**Data records:**
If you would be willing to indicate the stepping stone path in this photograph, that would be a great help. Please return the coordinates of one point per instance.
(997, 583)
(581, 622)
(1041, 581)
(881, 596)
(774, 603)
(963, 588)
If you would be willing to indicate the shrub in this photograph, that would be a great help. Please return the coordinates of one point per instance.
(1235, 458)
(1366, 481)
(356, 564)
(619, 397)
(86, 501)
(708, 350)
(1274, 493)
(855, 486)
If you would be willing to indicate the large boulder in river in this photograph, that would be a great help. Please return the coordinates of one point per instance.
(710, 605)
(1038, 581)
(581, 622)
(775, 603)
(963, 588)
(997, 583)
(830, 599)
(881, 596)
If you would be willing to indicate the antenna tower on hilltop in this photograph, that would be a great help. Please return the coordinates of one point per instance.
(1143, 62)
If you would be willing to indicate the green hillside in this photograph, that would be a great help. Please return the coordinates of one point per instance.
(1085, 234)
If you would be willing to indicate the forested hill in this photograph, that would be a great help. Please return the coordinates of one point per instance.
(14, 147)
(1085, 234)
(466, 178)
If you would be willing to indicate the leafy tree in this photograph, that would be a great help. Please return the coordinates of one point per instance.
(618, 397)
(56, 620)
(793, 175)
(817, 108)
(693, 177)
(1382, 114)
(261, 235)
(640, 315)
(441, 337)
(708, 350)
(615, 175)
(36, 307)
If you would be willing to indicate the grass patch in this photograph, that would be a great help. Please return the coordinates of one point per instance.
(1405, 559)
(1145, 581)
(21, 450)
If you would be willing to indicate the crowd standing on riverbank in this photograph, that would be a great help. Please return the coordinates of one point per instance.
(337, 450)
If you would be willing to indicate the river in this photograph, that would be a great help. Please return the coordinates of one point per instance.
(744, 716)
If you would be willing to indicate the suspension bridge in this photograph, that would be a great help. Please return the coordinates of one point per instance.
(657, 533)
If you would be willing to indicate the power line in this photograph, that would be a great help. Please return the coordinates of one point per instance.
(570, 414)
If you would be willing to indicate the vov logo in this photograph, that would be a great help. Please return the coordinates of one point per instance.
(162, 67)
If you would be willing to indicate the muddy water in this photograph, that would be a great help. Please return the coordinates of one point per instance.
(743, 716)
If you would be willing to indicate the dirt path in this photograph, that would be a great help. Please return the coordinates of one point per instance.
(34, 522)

**Aim of the task:** Every line of the listing is to be returned exactly as written.

**Exercise result:**
If you would be willing to indicate the stepping stone path in this photograph, that would be a great help. Please return the coordinates of one point per instance.
(997, 583)
(581, 622)
(1041, 581)
(881, 596)
(774, 603)
(963, 588)
If you would be willing to indicate the shrub in this photograph, that would be a great help. Please return the coordinates of one point per instance.
(1235, 458)
(1366, 481)
(356, 564)
(619, 397)
(86, 501)
(708, 350)
(1274, 493)
(855, 486)
If you would be willing to indicate the large boulder in river in this photograph, that would be a great help. Please return the coordinates of one point per instance.
(710, 605)
(1038, 581)
(581, 622)
(775, 603)
(963, 588)
(997, 583)
(830, 599)
(881, 596)
If you would be willing to indicate the antenna tower on hilltop in this photograph, that would be a great help. Please return the coordinates of one point per instance.
(1143, 62)
If you would be willing to indicate the green hillside in this photograph, that would be a great help. Please return the coordinates of one point per instance.
(1085, 234)
If you would be willing to indicate the forested hill in this photograph, that would be a great help. Please return the coordinates of one point per instance.
(14, 147)
(1085, 234)
(466, 178)
If you would be willing to indicate the leafy tree in this photograph, that would be a great help. Please return the coordinates of one point per instance.
(618, 397)
(56, 620)
(793, 175)
(817, 108)
(693, 177)
(1382, 114)
(261, 235)
(640, 315)
(441, 337)
(708, 350)
(615, 175)
(36, 307)
If you would be willing to indicate the grass patch in this photograph, that would be a great help. Please return the coordinates of one point per instance.
(1405, 559)
(1145, 581)
(21, 450)
If you would be willing to indicate the crowd standing on riverbank in this photograph, that would be a great help. Please return the coordinates of one point per instance.
(337, 450)
If you would be willing to indicate the river in this photograph, that would be a great help. Please return the coordinates of one point per instance.
(744, 716)
If you would be willing to indicate the suspension bridge in this photograph, that would be a great help. Please return the coordinates of one point per instance.
(657, 533)
If you would be willing to indicate the power line in this photograph, that would be a great help. Please return the coordinates of one point per instance.
(570, 414)
If you would be willing to indicate the vov logo in this photograph, that would be a great help. Please return the coordinates of one point per instance.
(162, 67)
If you would be willing to indicate the muddy water in this photograph, that would be a great help. Please return the coordinates of one point per instance.
(743, 716)
If you would be willing to indicate the dirt path in this photograph, that would be a great help. Please return the coordinates of one point per instance.
(34, 522)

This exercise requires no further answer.